- **TAREFA PROPOSTA 1**
Traduza para o inglês a frase "Deus detém a queda porque perdoa o pecado.", retirada do comentário sobre o Cântico de Ezequias.
- **TAREFA PROPOSTA 2**
Retome o comentário sobre o Cântico de Ezequias, escrevendo a continuação a partir da última frase apresentada.

- **TRECHO DO TEXTO**
Is 38,10-12.16-17 (Cântico de Ezequias) – Canto de ação de graças com a estrutura clássica: narração da desgraça, recordação da súplica, recordação da libertação, ação de graças do salmista, convite à comunidade. Ainda que o homem seja limitado, sente certo direito a uma vida coroada: morrer aos vinte anos é fracassar, é ser privado de algo que lhe pertence. A forma impessoal esconde o sujeito, que é Deus. A existência depois da morte não conhece culto religioso nem vida social. O Abismo se opõe à “terra dos vivos”, terra criada para que o homem habite nela. A comparação da tenda mostra a vida como peregrinação, como caminho de nômade: a tenda foi por um momento hóspede de um terreno, foi cravada provisoriamente no chão. Por um momento o fio de uma vida desenhou uma figura no tapete ou cruzou uma parte do tecido; esse fio é cortado sem piedade. A imagem da teia é mais sugestiva que a simples de enovelar, que é a das parcas, e que Quevedo transfere para a dimensão cósmica: ”Enovelam sol e lua, noite e dia, do mundo a robusta vida” (Jó 6,9). De repente muda de tom: da angústia à confiança, à experiência da saúde. Nelas experimentou a mão de Deus que vivifica. Diante do túmulo vazio, o homem sente seu ser de pecado que o impele e precipita. Deus detém a queda porque perdoa o pecado.

- **MATERIAL**
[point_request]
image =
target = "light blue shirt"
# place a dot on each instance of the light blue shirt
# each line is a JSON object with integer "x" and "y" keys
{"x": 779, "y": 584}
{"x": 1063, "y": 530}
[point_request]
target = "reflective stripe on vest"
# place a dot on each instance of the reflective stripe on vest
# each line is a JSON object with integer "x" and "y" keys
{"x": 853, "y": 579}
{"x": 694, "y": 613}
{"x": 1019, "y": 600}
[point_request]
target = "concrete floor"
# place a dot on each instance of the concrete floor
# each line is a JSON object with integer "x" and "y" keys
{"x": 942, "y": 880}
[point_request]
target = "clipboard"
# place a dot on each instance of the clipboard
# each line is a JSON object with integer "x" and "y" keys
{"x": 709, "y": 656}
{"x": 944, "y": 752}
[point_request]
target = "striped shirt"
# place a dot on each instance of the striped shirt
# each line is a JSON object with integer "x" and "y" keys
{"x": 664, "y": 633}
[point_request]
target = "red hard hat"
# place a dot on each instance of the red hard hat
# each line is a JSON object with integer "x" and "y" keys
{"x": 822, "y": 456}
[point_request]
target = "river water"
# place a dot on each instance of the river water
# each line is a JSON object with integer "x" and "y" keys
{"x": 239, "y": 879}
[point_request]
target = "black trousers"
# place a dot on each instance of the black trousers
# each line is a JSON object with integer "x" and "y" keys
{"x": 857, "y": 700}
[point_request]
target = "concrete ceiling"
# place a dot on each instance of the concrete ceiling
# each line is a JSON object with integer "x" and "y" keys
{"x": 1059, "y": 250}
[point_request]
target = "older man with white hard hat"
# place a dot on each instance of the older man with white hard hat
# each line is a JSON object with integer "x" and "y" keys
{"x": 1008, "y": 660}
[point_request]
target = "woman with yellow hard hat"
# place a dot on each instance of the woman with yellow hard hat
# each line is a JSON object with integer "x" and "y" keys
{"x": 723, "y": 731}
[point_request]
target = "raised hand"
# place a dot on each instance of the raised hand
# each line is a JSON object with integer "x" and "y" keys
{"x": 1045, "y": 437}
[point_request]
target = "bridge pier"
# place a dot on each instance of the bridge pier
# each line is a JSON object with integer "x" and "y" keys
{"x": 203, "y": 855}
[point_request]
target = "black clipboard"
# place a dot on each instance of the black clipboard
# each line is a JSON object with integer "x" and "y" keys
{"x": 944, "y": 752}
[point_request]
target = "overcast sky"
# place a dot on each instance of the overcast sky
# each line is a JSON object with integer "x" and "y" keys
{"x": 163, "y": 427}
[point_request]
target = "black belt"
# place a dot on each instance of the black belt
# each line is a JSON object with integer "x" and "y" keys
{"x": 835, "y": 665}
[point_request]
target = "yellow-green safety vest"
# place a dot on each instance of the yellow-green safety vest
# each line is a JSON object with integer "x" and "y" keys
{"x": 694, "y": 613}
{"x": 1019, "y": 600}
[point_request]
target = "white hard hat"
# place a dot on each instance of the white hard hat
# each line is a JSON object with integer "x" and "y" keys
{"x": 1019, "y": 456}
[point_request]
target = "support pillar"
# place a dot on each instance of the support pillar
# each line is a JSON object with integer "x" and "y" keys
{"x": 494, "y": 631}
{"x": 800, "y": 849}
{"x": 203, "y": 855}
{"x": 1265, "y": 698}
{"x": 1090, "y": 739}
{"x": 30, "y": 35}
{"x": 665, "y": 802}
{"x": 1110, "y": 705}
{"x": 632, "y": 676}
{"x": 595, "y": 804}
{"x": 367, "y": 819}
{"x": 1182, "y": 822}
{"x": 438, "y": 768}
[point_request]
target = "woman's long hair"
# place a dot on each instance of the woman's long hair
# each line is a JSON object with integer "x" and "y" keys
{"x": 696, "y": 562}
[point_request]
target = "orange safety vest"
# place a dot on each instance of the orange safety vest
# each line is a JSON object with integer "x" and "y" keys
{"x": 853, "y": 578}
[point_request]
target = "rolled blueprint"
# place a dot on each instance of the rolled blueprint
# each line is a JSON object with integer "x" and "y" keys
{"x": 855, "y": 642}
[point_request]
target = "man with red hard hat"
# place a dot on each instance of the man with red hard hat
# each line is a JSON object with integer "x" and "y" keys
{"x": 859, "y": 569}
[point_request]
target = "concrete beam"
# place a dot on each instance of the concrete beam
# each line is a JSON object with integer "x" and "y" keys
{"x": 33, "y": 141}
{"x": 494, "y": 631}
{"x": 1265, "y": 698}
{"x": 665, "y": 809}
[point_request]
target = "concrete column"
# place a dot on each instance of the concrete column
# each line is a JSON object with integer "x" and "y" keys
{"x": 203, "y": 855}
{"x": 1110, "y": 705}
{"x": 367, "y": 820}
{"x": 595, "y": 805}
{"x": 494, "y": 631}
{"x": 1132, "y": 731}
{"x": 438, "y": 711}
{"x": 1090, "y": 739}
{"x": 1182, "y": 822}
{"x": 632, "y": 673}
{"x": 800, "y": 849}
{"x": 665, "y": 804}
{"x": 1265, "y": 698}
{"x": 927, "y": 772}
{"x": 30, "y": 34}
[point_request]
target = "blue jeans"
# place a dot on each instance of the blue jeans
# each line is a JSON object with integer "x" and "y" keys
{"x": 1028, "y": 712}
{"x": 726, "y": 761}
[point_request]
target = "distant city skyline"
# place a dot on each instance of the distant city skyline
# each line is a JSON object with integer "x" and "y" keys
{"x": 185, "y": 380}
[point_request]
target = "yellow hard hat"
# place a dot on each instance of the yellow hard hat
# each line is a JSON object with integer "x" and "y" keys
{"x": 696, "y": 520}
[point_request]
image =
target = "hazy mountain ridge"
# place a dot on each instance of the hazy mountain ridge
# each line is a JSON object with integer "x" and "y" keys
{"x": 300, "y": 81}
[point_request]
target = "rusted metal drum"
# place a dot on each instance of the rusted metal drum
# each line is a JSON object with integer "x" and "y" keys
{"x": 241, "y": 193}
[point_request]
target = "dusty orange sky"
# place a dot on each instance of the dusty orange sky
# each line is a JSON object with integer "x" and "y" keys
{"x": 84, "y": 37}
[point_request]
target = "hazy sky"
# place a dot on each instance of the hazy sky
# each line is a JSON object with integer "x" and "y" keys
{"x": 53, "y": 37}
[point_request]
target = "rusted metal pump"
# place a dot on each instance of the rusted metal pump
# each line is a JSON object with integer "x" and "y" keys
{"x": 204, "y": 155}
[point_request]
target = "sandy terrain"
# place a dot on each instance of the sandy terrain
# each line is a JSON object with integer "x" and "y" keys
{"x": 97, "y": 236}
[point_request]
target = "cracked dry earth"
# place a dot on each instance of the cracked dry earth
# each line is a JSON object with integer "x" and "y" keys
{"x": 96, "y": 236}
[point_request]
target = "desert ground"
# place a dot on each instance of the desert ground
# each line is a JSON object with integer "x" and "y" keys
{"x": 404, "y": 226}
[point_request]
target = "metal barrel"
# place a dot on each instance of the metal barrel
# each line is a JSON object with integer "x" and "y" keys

- **RESULTADO DA TAREFA 1**
God stops the fall because he forgives sin.

- **RESULTADO DA TAREFA 2**
MEDITATIO: É fácil tentar encerrar a Deus em um conjunto de regras religiosas práticas, que nos ponham em paz a consciência aqui na terra e nos assegurem a vida eterna. É fácil porque dá segurança e oferece um critério de juízo imediato entre o que é justo e o que não é. Facilita também, portanto, a aproximação aos outros, que podem ser etiquetados “objetivamente” como “justos” e “injustos” ou como “bons” e “maus”. Como em tempos de Jesus, trata-se de uma operação que tem muito êxito também hoje, em uma época na qual temos tanta necessidade de pontos de referência certos, controláveis, porém na qual não estamos dispostos a trabalhar para formarmos uma consciência ilustrada, capaz de discernimento, para aprender a acolher a cada pessoa em sua inconfundível unicidade. Jesus recorda aos fariseus de ontem e de hoje que Deus é misericórdia e que tudo o que se lhe tem atribuído tem os sinais característicos da misericórdia. A Palavra de Deus, que sempre nos interpela de uma maneira pessoal, nos incita a proceder a uma verificação: Jesus é meu Senhor? Ou construo uma religião própria, com ídolos e fetiches que – talvez – têm uma aparência devota, porém expressam o caráter pagão de meu coração? Se nos damos de senhores de Deus e de sua graça, se traçamos a relação com Ele e com o próximo sobre a base da medida, sempre mínima, da lei e do dever, terminaremos por excluir Deus da vida, declarando-nos, de fato, senhores de nós mesmos e dos outros, e nos encontraremos na nudez e na necessidade de esconder-nos como Adão e Eva (cf. Gn 3, 8-10). O grito cheio de confiança do rei Ezequias nos serve de exemplo: Deus não se deixa vencer em generosidade; sua misericórdia transborda sobre aqueles que confiam nele e estão dispostos a dilatar seu coração à medida do coração de Deus.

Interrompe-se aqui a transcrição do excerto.